=== MATERIAL ===
-----

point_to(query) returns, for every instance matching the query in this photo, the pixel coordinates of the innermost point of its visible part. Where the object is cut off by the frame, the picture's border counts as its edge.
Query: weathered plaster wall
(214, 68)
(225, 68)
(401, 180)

-----

=== SHORT PROBLEM ===
Copy every line of the records above word for word, in the same order.

=== THE OUTPUT ===
point_to(query) returns, for every instance matching the query in this photo, the pixel coordinates of the innermost point of its visible part. Where the object is cut off by the frame, the picture's border counts as its edge.
Query: weathered plaster wall
(214, 68)
(225, 68)
(401, 180)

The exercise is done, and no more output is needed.